TASK OBJECTIVE: Collect every line of the items below that contains the string "blue", matching case exactly.
* Start RECORDS SHOWN *
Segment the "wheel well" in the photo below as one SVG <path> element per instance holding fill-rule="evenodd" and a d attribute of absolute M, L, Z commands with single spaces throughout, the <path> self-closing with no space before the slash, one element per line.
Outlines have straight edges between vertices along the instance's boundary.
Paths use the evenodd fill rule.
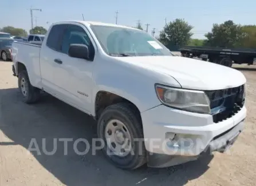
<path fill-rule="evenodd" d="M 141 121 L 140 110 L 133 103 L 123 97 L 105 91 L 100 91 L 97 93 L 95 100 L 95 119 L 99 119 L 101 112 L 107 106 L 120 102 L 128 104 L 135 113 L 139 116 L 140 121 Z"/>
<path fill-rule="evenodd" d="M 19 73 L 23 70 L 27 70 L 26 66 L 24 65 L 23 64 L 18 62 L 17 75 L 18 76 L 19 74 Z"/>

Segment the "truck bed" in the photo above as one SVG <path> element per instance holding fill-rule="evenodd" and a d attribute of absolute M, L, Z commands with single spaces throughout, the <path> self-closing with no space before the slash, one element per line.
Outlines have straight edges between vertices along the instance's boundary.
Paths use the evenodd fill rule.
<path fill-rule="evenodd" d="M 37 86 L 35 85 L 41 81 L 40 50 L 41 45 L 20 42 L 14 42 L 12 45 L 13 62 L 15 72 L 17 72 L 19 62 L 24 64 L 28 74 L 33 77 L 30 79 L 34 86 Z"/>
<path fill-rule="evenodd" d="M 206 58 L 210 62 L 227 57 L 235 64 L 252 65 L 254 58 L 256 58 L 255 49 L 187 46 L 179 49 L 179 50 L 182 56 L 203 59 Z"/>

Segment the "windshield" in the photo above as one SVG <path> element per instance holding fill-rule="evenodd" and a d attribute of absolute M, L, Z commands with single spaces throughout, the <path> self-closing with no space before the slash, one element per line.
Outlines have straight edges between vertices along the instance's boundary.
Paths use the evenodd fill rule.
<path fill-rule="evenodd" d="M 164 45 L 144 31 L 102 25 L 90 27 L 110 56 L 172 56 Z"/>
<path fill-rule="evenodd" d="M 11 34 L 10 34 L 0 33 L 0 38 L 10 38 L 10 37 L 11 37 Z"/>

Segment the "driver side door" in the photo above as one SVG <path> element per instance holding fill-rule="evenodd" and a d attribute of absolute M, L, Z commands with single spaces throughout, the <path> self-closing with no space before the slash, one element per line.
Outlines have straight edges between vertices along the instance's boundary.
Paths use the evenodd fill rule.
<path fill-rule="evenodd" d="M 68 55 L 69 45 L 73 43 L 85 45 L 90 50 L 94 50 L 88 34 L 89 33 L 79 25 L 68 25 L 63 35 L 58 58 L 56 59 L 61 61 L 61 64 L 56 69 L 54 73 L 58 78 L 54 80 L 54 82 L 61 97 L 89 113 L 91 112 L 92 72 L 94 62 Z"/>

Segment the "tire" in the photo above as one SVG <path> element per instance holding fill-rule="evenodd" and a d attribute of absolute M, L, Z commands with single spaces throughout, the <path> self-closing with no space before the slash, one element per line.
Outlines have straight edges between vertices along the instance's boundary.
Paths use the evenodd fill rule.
* End RECORDS SHOWN *
* Start RECORDS SHOWN *
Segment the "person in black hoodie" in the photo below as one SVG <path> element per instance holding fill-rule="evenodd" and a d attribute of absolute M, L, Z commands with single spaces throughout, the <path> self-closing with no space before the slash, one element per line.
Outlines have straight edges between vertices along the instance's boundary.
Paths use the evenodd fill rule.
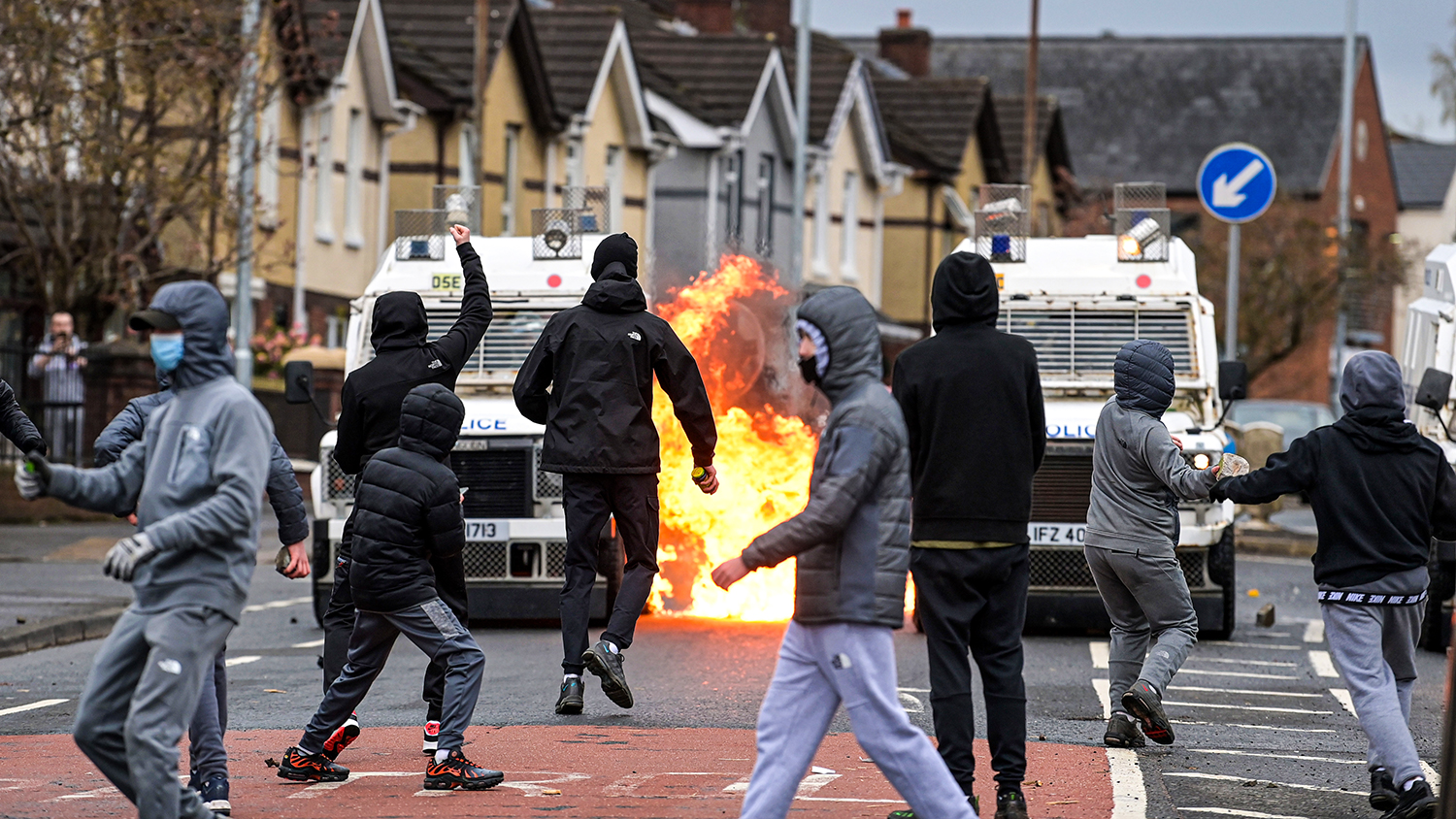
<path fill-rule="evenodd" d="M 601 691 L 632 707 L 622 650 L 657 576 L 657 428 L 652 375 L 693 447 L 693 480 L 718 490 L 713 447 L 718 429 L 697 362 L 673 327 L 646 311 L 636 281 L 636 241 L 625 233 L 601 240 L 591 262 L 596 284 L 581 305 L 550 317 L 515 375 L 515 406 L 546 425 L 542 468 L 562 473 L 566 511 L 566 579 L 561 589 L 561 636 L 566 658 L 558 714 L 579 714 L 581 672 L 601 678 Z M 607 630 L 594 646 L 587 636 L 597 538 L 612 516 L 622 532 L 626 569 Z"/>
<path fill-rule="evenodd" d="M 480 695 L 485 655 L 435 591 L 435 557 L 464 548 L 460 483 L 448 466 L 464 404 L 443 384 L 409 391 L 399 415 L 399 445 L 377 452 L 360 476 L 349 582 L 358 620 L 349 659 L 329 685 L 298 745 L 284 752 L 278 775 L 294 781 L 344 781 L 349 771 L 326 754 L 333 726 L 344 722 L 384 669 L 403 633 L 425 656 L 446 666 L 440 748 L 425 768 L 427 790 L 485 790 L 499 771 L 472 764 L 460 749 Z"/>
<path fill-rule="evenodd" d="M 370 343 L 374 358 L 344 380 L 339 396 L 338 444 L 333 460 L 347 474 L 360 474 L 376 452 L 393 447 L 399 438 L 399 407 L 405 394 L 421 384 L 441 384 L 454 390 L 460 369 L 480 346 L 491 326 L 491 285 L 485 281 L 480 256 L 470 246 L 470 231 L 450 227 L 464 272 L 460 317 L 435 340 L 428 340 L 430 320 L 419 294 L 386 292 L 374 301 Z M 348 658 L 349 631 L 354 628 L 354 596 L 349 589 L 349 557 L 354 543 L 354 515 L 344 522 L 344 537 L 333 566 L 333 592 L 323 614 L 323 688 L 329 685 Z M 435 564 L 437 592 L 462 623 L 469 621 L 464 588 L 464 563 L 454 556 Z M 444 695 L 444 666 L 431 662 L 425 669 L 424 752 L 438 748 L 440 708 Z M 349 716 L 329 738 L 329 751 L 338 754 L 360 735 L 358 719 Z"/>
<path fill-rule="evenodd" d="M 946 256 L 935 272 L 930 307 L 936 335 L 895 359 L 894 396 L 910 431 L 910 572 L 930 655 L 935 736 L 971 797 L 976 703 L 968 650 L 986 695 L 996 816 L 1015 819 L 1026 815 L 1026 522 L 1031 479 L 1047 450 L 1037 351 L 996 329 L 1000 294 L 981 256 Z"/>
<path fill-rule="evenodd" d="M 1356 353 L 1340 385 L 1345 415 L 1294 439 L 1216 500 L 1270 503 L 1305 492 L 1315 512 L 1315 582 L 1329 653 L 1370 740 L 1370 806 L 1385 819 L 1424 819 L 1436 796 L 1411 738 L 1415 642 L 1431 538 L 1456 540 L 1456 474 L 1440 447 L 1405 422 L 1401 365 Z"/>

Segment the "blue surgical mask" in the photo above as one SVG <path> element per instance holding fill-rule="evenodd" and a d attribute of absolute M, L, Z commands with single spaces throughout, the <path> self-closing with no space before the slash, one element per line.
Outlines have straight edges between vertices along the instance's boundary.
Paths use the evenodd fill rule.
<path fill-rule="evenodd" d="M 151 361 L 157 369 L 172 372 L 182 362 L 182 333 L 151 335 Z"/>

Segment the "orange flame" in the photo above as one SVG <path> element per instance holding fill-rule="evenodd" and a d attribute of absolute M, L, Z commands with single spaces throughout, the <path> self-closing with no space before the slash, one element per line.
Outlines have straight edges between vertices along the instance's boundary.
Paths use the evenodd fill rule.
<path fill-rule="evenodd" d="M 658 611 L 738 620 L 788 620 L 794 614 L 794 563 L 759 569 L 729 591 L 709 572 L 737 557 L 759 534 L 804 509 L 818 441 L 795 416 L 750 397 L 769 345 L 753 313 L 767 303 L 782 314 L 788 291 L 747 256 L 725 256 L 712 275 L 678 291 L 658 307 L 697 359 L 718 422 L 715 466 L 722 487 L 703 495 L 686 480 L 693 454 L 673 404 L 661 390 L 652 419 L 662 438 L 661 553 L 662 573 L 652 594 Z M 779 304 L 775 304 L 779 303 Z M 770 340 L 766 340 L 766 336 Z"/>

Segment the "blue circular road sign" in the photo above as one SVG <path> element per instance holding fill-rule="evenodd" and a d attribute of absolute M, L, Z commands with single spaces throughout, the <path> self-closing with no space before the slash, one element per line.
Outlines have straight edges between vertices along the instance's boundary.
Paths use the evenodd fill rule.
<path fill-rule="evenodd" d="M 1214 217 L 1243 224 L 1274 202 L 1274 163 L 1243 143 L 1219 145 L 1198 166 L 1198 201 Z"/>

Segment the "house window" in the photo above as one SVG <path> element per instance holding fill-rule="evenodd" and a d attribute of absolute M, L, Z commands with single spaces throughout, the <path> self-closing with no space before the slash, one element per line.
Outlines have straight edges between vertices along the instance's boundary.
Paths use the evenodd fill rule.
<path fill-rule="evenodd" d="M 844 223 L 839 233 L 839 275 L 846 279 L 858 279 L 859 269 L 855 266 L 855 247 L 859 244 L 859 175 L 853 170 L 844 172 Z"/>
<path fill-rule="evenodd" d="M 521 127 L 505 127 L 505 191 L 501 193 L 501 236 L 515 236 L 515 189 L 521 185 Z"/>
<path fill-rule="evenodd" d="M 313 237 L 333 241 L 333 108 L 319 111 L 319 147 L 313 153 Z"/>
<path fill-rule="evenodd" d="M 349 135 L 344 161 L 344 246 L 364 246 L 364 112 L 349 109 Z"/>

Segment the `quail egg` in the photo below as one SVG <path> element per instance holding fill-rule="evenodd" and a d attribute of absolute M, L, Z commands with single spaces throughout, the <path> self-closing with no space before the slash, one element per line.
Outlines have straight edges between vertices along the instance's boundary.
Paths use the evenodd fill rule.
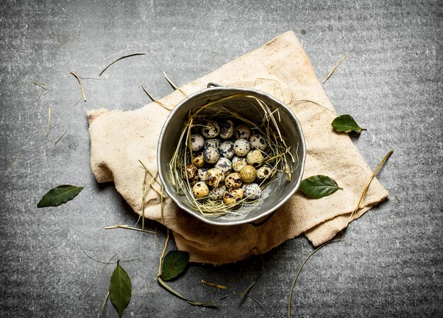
* End RECORDS SHOWN *
TASK SOLUTION:
Segment the "blue surgical mask" in the photo above as one SVG <path> element per instance holding fill-rule="evenodd" and a d attribute of absolute M, L, Z commands with single spaces throughout, the <path> self-closing with no space before the slash, one element per line.
Segment the "blue circular road sign" in the photo above as one SVG <path> element per instance holding fill-rule="evenodd" and a d attribute of absolute M, L, Z commands with single spaces throughout, the <path> self-closing with no space before the slash, one element per line.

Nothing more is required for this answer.